● **Available data**
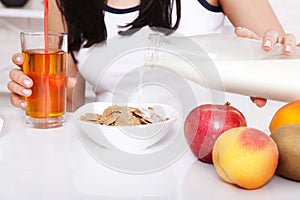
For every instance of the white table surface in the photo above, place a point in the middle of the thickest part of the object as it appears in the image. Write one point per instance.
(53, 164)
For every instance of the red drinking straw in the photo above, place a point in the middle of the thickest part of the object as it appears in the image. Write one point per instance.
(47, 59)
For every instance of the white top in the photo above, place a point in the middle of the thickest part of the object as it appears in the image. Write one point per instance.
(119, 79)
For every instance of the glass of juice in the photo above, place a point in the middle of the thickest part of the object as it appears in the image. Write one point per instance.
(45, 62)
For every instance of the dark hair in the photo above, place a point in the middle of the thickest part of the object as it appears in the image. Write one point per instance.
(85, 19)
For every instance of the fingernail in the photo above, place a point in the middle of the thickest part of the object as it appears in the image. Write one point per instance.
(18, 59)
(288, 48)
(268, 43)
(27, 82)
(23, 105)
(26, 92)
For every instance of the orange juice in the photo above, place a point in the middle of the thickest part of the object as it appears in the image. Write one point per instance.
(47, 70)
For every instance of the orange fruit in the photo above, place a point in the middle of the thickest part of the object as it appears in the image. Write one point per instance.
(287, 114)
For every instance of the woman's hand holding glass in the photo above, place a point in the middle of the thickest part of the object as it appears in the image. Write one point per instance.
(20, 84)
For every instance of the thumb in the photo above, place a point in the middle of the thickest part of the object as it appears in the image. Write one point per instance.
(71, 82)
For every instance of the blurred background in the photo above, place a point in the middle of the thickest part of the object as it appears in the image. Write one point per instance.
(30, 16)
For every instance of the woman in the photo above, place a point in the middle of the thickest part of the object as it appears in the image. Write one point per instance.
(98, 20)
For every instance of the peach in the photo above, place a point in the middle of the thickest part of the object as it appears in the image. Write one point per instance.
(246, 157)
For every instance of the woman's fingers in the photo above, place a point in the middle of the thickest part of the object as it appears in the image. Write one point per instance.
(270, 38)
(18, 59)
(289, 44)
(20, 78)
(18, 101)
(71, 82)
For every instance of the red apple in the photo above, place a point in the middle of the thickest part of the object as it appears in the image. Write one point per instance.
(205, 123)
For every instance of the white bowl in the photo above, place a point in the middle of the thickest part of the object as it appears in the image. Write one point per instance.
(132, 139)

● **Problem**
Omit each image and transcribe the remaining records word for word.

● **Answer to this task**
For every instance of the white table surface in the photo above, place a point in the middle of the thickest part of the object as it appears in the image. Write one point per instance.
(53, 164)
For every instance of the red drinking straw in the photo above, place a point in the middle of the thickest part of the object as it appears in the image. Write one point per instance.
(47, 59)
For every instance of the white top in the photo above, place a point in the middle of the thickest part of the object as it appears in the image. Write one point per instance.
(119, 79)
For every instance of the glass of juice in the photo above, place a point in the middle of the thickest part of the object as it appears in the image. Write one point per instance.
(45, 62)
For every instance of the dark hair in the photo above, place a point in the middle of the thickest part of the object as it appears in the image. Write one point per instance.
(85, 19)
For every instance of the fingernail in the photo above, place a point in the middle of the thickest part of the object as it appears in the image. Write one point per instance.
(18, 59)
(288, 48)
(268, 43)
(27, 82)
(23, 105)
(26, 92)
For every instance of the orange juice in the photo above, place a point in the middle of the thickest part of the object as it appears in the image. Write one point per instance.
(47, 70)
For every instance of the orange fruit in the photo above, place a point in the middle of the thickest part of the object as it appears in the image. Write one point per instance.
(287, 114)
For every instance of the woman's hand holding glass in the photo above, place a point in the middle of the thickest part of the object as it appears in the image. Write one point per instance.
(20, 84)
For every instance of the thumb in the photo above, place a point in the middle of the thickest part of the object as it appears in the image. Write one point per instance.
(71, 82)
For every instance of the blurred background in the photo above, place a point in the middle of the thickest part of the object as it appears in the image. Write one point per instance.
(30, 16)
For every instance of the woman in the photo above, place a point in the middle of the thickest part of the object as it appears in the image. Write one point per instance.
(98, 20)
For every instance of the peach in the photo above, place a point in the middle of the thickest part of the object as it appears in the image. Write one point per instance.
(246, 157)
For every instance of the woman's fingers in the photo above, place a point in the middle of the thickest part of the object as it appears in the image. Write one point per instance.
(270, 38)
(18, 59)
(289, 44)
(20, 78)
(18, 101)
(71, 82)
For every instance of the red apple in the photo above, place a point in the middle of the thickest part of the object as it appears in the image. Write one point per instance.
(205, 123)
For every instance of the white bowl in the photo above, place a point in the middle of the thickest part of the object as it appears in the image. Write one point per instance.
(132, 139)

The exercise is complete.